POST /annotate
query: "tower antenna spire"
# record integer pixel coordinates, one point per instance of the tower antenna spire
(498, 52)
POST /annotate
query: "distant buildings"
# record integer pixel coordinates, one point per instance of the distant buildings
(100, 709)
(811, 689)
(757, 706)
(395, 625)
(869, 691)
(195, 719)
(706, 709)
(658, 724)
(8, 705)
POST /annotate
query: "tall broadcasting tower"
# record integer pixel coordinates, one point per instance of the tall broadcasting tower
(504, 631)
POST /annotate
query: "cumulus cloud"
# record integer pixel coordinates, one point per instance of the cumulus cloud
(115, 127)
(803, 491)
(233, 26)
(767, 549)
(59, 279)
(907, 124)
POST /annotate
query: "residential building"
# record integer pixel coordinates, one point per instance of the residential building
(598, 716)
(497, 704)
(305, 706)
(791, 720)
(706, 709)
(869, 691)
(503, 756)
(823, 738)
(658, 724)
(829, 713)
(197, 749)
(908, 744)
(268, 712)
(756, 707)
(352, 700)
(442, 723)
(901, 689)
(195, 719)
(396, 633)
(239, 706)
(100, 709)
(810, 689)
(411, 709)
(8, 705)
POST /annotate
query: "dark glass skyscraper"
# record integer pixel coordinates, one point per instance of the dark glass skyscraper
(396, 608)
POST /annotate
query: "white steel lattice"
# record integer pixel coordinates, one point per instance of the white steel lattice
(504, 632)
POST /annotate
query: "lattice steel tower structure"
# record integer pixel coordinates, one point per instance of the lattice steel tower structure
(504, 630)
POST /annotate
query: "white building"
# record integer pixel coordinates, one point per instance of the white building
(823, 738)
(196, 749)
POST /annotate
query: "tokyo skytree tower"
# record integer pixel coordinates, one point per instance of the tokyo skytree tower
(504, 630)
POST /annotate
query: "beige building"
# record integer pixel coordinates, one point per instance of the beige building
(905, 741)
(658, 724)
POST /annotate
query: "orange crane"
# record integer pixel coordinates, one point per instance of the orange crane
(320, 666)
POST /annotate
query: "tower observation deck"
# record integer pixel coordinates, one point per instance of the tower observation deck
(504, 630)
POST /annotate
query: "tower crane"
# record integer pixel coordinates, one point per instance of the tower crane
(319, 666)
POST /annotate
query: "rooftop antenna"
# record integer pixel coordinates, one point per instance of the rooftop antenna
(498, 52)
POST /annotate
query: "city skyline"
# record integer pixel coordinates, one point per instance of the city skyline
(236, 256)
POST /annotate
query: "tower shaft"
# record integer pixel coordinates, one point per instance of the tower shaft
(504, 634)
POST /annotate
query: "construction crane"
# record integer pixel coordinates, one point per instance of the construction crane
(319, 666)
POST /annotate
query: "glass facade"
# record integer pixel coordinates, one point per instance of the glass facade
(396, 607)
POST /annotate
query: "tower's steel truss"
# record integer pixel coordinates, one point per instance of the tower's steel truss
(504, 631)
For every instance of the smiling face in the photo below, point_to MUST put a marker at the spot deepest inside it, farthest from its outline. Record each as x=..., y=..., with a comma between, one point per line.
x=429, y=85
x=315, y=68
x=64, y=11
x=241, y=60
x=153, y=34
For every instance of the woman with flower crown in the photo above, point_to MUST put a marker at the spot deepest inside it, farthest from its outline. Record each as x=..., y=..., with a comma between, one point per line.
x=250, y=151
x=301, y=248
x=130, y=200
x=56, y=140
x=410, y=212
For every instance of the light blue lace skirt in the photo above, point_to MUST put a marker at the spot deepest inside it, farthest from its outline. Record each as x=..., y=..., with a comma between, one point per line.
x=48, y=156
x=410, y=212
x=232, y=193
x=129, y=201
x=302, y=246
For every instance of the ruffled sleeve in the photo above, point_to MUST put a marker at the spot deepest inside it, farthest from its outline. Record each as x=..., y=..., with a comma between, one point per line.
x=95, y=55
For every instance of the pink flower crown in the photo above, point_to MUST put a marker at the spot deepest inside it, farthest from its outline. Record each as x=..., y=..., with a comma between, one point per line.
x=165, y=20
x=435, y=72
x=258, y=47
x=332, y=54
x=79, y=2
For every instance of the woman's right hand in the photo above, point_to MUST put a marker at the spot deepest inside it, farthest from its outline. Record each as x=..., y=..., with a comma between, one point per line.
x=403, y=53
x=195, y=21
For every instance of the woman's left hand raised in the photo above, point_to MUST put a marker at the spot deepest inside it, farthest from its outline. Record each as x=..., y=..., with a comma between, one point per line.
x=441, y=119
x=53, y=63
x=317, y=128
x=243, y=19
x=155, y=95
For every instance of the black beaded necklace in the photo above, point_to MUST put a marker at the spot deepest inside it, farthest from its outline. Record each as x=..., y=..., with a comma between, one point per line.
+---+
Exercise prompt.
Recast the lines from the line that contains "For every instance of the light" up to and including the line that contains "x=302, y=246" as a JSON list of strings, one string per line, leaving out any blank lines.

Full response.
[
  "For every instance of the light blue lace skirt in the photo above, point_to MUST put a marker at the spot deepest inside it, farthest from its outline. Record each as x=..., y=..., with a comma between, one point per line.",
  "x=48, y=156",
  "x=410, y=212",
  "x=232, y=193",
  "x=129, y=201",
  "x=302, y=246"
]